- [Task objective] Return exactly those lines of the material below that fall between the line holding "Need: one point per instance of the plant" and the line holding "Target: round leaf", inclusive.

- [Data section]
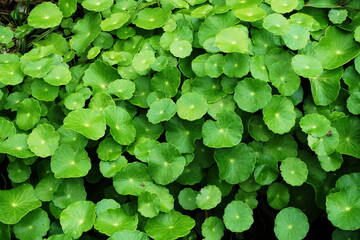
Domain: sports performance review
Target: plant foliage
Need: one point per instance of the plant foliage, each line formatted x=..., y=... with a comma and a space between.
x=179, y=119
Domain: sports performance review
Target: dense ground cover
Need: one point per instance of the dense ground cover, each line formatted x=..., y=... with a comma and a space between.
x=192, y=119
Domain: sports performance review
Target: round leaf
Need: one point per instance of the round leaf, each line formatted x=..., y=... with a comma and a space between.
x=33, y=226
x=306, y=66
x=115, y=220
x=208, y=197
x=165, y=163
x=70, y=163
x=252, y=94
x=17, y=202
x=45, y=15
x=315, y=124
x=233, y=39
x=225, y=132
x=343, y=208
x=238, y=216
x=187, y=199
x=279, y=114
x=235, y=164
x=336, y=48
x=291, y=223
x=77, y=218
x=191, y=106
x=294, y=171
x=161, y=110
x=88, y=122
x=169, y=226
x=151, y=18
x=43, y=140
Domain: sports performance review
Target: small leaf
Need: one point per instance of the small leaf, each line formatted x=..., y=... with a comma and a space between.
x=238, y=216
x=291, y=223
x=45, y=15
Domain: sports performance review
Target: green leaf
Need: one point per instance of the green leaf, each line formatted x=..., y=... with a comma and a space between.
x=34, y=225
x=326, y=144
x=99, y=75
x=69, y=191
x=6, y=35
x=11, y=73
x=235, y=164
x=70, y=163
x=343, y=208
x=297, y=37
x=238, y=216
x=291, y=223
x=44, y=91
x=46, y=188
x=283, y=6
x=97, y=5
x=278, y=195
x=250, y=14
x=209, y=88
x=115, y=21
x=306, y=66
x=212, y=228
x=16, y=145
x=85, y=31
x=331, y=162
x=43, y=140
x=233, y=39
x=208, y=197
x=151, y=18
x=191, y=106
x=88, y=122
x=353, y=103
x=120, y=123
x=166, y=81
x=17, y=202
x=18, y=172
x=148, y=204
x=77, y=218
x=130, y=235
x=325, y=88
x=236, y=65
x=279, y=114
x=181, y=48
x=68, y=7
x=45, y=15
x=131, y=179
x=7, y=129
x=315, y=124
x=283, y=77
x=349, y=132
x=252, y=94
x=187, y=199
x=109, y=169
x=165, y=163
x=122, y=88
x=115, y=220
x=59, y=75
x=337, y=16
x=183, y=134
x=276, y=24
x=225, y=132
x=161, y=110
x=28, y=114
x=169, y=226
x=294, y=171
x=336, y=48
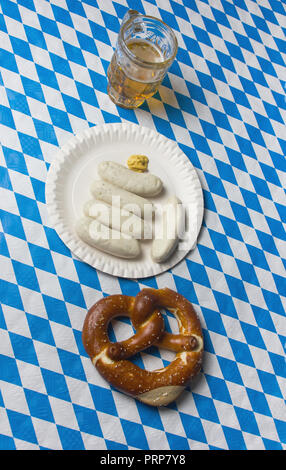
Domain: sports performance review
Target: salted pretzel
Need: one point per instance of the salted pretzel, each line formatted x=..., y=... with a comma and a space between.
x=158, y=387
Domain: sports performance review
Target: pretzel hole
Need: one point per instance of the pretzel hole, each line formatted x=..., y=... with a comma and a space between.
x=120, y=329
x=171, y=323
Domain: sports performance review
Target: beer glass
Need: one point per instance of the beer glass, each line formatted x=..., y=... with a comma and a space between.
x=146, y=47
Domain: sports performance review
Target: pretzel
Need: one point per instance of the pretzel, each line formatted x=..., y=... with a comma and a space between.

- [Task result]
Need: one point per instance of the plant foliage, each line formatted x=..., y=... with a comma and a space between.
x=179, y=119
Domain: sports performance review
Target: dense ground cover
Need: one point per instance of the dense ground cover, each line formatted x=..., y=... with a comma and a space between.
x=192, y=119
Domain: sports performance review
Target: round leaf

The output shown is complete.